Goal
Every line of the records must be repeated exactly; pictures stay out.

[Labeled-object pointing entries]

* Start *

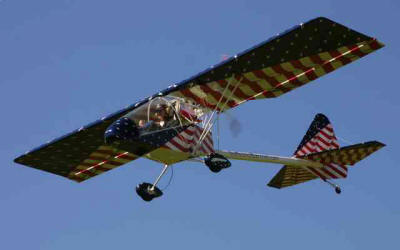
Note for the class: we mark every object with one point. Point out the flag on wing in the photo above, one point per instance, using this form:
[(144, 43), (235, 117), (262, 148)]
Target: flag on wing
[(187, 140)]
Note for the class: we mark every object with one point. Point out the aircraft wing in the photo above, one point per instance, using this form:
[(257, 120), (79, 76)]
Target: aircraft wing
[(80, 154), (278, 65)]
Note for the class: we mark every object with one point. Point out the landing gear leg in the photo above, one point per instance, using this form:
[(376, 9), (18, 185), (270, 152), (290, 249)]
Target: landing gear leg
[(149, 191), (338, 190)]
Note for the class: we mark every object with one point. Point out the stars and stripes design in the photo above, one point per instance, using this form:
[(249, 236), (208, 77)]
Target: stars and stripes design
[(273, 81), (187, 141), (321, 137), (349, 155), (101, 160)]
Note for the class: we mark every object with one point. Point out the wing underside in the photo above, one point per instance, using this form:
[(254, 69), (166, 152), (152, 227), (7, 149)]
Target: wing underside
[(279, 65)]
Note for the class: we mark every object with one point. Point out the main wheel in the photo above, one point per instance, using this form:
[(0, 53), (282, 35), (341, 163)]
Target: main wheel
[(146, 192)]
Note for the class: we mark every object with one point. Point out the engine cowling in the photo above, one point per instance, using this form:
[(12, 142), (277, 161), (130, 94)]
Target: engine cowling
[(123, 129), (216, 162)]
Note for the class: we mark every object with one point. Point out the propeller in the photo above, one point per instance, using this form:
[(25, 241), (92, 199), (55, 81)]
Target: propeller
[(235, 126)]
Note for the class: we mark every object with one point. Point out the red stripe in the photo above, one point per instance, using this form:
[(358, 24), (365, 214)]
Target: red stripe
[(177, 145), (238, 92), (325, 134), (338, 56), (316, 173), (336, 170), (318, 60), (289, 75), (217, 96), (356, 50), (309, 72), (188, 93)]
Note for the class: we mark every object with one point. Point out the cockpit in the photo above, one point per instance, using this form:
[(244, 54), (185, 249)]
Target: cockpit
[(165, 112)]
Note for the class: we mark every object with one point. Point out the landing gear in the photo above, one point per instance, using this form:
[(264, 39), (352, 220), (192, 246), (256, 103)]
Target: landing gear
[(216, 162), (148, 191), (338, 190)]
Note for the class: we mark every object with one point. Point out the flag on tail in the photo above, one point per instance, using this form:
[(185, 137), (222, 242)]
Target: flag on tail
[(319, 137)]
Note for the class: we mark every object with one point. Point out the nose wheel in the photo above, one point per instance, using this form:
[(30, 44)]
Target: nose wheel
[(148, 191)]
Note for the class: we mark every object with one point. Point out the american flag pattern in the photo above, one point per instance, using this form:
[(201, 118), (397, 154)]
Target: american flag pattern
[(273, 81), (101, 160), (269, 69), (346, 155), (187, 142), (319, 138)]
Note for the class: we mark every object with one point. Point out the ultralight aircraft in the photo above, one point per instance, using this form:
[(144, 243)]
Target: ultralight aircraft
[(175, 124)]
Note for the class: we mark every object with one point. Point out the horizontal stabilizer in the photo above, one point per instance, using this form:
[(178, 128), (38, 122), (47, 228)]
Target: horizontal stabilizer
[(349, 155)]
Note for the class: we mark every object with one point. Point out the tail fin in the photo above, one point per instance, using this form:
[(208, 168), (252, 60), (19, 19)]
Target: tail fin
[(321, 137), (320, 144)]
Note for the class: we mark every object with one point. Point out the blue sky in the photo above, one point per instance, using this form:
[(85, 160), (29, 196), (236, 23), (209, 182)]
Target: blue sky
[(66, 63)]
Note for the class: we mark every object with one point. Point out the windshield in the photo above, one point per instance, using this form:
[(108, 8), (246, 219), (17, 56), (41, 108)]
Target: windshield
[(165, 112)]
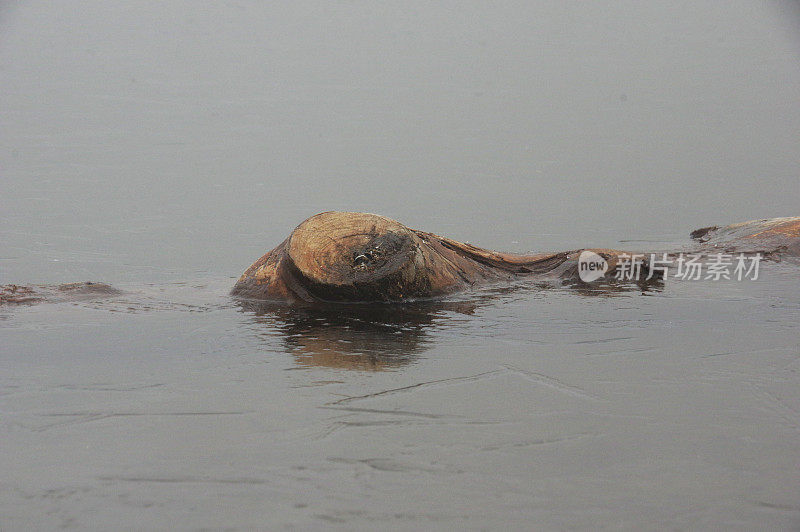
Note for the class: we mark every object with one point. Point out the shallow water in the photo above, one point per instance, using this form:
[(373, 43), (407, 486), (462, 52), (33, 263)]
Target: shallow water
[(163, 148)]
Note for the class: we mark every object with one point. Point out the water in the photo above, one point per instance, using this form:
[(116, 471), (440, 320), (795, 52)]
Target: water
[(163, 148)]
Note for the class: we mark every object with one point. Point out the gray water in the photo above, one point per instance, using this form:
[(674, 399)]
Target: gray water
[(162, 147)]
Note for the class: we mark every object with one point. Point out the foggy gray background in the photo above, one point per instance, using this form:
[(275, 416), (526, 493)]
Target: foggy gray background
[(160, 140), (162, 147)]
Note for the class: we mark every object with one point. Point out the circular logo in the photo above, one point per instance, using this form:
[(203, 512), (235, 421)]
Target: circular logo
[(591, 266)]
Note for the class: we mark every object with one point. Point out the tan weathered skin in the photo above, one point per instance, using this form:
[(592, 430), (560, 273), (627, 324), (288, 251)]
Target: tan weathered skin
[(346, 256), (770, 237), (357, 257)]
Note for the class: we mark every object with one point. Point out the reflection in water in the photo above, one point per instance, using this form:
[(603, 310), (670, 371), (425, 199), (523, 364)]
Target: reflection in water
[(379, 337), (371, 337)]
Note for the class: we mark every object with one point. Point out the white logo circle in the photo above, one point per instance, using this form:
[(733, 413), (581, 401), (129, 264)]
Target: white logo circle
[(591, 266)]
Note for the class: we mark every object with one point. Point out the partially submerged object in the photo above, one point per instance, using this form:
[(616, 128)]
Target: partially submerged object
[(25, 294), (348, 256), (770, 237), (358, 257)]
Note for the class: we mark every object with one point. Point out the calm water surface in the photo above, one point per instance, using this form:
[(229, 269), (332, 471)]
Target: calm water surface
[(162, 148)]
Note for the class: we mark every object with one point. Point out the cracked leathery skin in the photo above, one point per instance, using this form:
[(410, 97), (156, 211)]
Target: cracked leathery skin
[(347, 256)]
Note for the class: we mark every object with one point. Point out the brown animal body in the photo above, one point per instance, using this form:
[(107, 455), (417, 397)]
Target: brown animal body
[(347, 256)]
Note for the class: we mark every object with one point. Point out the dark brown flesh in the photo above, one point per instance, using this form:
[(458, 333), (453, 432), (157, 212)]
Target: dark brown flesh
[(346, 256)]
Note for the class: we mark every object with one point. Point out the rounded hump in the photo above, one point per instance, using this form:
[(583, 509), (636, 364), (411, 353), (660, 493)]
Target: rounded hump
[(348, 248)]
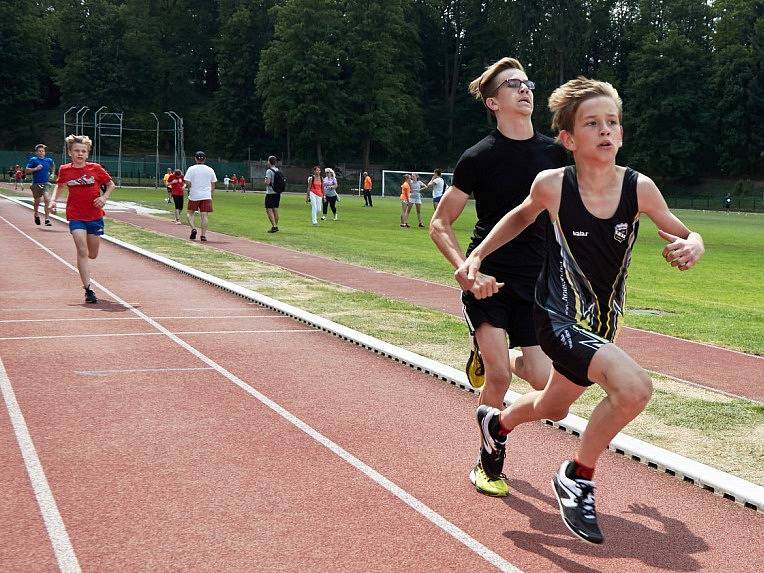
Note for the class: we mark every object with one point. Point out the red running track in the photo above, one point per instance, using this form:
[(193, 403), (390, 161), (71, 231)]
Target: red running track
[(728, 371), (155, 460)]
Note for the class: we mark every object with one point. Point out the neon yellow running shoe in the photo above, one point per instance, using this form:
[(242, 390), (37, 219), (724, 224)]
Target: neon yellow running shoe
[(475, 369), (487, 486)]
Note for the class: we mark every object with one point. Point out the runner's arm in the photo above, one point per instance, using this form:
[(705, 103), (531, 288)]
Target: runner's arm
[(512, 224), (684, 247)]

* End *

The output
Note for the class: we mark every object with one point. Point out the flag on wing in the photo above, one point per instance, using this form:
[(144, 43), (235, 117), (262, 148)]
Target: flag on wing
[(187, 140)]
Note for the class: we mark every object with one point. Point out the aircraft wing in the photo above, one point per instance, using this form:
[(257, 120), (79, 76)]
Target: aircraft wing
[(80, 154), (278, 65)]
Note for the class: we mark every object with one point. Point out the landing gear leg in the photo above, one point per instance, using this form:
[(376, 9), (18, 185), (270, 152), (290, 249)]
Target: landing gear leg
[(149, 191), (338, 190)]
Note for the class: we mark every object with one point. Point out the stars and stripes design in the photo above, one point per instance, using this form:
[(249, 236), (208, 77)]
Target: stars and stripes design
[(273, 81), (187, 141), (321, 137), (349, 155), (101, 160)]
Note for the class: we mark every object with one point. Point out the wing underside in the photo above, one point per instance, using this form:
[(254, 69), (166, 152), (152, 227), (7, 149)]
Target: wing underside
[(279, 65)]
Note for the class: we mark every object with one point. Point out the main wheel in the photo above, one point per instance, using this form:
[(0, 53), (282, 35), (341, 163)]
Target: main wheel
[(146, 192)]
Note for the class: we mark every object with one point. Point out the engine cowling in the photo above, one point per instance, using this form:
[(12, 142), (277, 161), (130, 94)]
Target: engine cowling
[(123, 129), (216, 162)]
Note for the class: we mark every object with one point. Point out the propeller in the photo above, one point per instance, using this form:
[(25, 241), (92, 199), (55, 81)]
Target: propeller
[(235, 126)]
Note for the class: we mark every object with one point. Point out the red stripe in the photo above, one point per instance, using this form:
[(358, 24), (365, 214)]
Target: red stripe
[(177, 145), (238, 92), (325, 134), (338, 56), (316, 173), (336, 170), (318, 60), (289, 75), (217, 96), (356, 50), (309, 72), (188, 93)]
Note for the class: we mark every object with one point. Point out the cockpit in the photo above, one point per instance, using this form:
[(244, 54), (185, 249)]
Target: cockpit
[(165, 112)]
Note for the class: we mark every object with one point. Point out the landing gear in the photo above, one point per instance, using this form:
[(264, 39), (352, 220), (192, 246), (256, 103)]
Target: landing gear
[(216, 162), (148, 191), (338, 190)]
Note for the class: we mark every object with one point. Point out the flag on tail in the photo above, one point per instance, using this form:
[(185, 137), (222, 242)]
Target: flag on tail
[(319, 137)]
Note for the class: we mark every object with one point. Point out the nose wheel in the photo above, one point per instance, using this form:
[(30, 44)]
Target: nose wheel
[(148, 191)]
Note for the class: we mark every object with one point. Point out the american flag pattern in the photo above, one point per instance, using this form:
[(201, 118), (397, 154)]
Target: american flag pattern
[(273, 81), (101, 160), (269, 69), (346, 155), (187, 142), (319, 138)]
Note for the class: we mark every object with one point. Point out the ultralight aircraft in the photo above, one point per instance, using this form:
[(144, 243)]
Target: ultralight aircraft
[(175, 124)]
Note for the class: we mark every object with one point. Point out the horizontal stabilizer in the photo above, one point per instance, using this form:
[(178, 128), (38, 122), (47, 228)]
Target: horizontal stabilizer
[(349, 155)]
Note for the class: we mark every object with one point. Point out the tail fin in the photo above, one point per instance, using this form:
[(208, 168), (252, 60), (19, 19)]
Target: tail fin
[(321, 137), (320, 144)]
Note for the class: we mark every object with one point. Point out the blue sky in the photo above, one point per instance, using this form:
[(85, 160), (29, 196), (236, 23), (209, 182)]
Target: blue sky
[(66, 63)]
Note for the class: we mark every object with one point. Point out the windshield in the photo above, one point per instance, using this form:
[(108, 8), (246, 219), (17, 56), (41, 108)]
Target: windshield
[(165, 112)]
Note for the class: we mark every object with one point. Point out the shallow water in the photo above, one point per instance, using this form:
[(373, 43), (407, 486), (462, 52), (33, 263)]
Target: shallow water
[(163, 148)]
Note for the class: we mark every object with one point. Point out the water in the photo above, one point per instance, using this form:
[(116, 471), (440, 320), (795, 52)]
Target: water
[(163, 148)]
Note for the class: we mark every object with one point. Point out the gray water in the photo above, one point per instance, using this form:
[(674, 399)]
Target: gray water
[(162, 147)]
Note for the class: we mark every object with one point. Point out the foggy gray background in the photo above, one point per instance, using this form:
[(275, 416), (526, 493)]
Target: foggy gray background
[(160, 140), (162, 147)]
Note for the class: we mark every object with one point. Point out the circular logo in the photo above, one point per instance, using this form:
[(203, 512), (235, 421)]
Target: circular logo
[(591, 266)]
Note for the class: we mark every object with one point. Point out the tan weathered skin in the photo above, one point per instance, using this form:
[(592, 430), (560, 273), (627, 324), (288, 251)]
Target: tan weathered skin
[(346, 256), (770, 237), (357, 257)]
Note for the class: we mark every object with one point. Point out the reflection in water in the photo above, one point per instance, using this form:
[(603, 310), (670, 371), (425, 199), (523, 364)]
Target: reflection in water
[(379, 337), (371, 337)]
Note for the class: we mark every object with one point. Point out the white logo circle in the photo above, one point per instance, using this form:
[(733, 413), (581, 401), (129, 264)]
Target: white logo circle
[(591, 266)]
Note for the class: we mark every object with one point. Point out the partially submerged object in the photo above, one point per instance, using this form:
[(616, 128)]
Target: partially submerged object
[(25, 294), (348, 256), (770, 237), (358, 257)]
Note for the class: we mark every object with one point. Point out the calm water surface in the photo above, one point per instance, using this form:
[(229, 269), (332, 471)]
Target: calm water surface
[(162, 148)]
Note for the class: we mark every object with one point. Point out the cracked leathery skin in the photo above, one point per instance, using this form:
[(410, 97), (156, 211)]
Target: cracked leathery skin
[(347, 256)]
Note for the class: we mark every object with one point. Point out the brown animal body in the photo above, one point per instance, using this form:
[(107, 455), (417, 397)]
Target: brown animal body
[(347, 256)]
Note for the class: we mark every object with one point. Point out the dark brown flesh in the photo above, one point per instance, using this form:
[(458, 333), (453, 432), (157, 212)]
Target: dark brown flesh
[(346, 256)]
Note for the class: we mark every object with one point. Point out the rounded hump in the photo above, one point per instance, using this form:
[(583, 509), (636, 364), (411, 353), (660, 493)]
Target: rounded hump
[(348, 248)]
Note for the class: we mark every object with one point. Point out the red running track in the photo above, one point per instance, using this form:
[(193, 403), (390, 161), (71, 231)]
Target: red running track
[(728, 371), (155, 460)]
Note for the class: we mark every object with one point. Point out the neon yellow running shoe in the photo above, one point per instance, using this form:
[(242, 390), (37, 219), (724, 224)]
Target: neon yellow running shoe
[(475, 369), (487, 486)]
Note for the class: we mark every object with one point. Point out the runner's arm in the photo above, one point per instance, using this form:
[(705, 103), (531, 288)]
Target: runner's arm
[(512, 224), (684, 247)]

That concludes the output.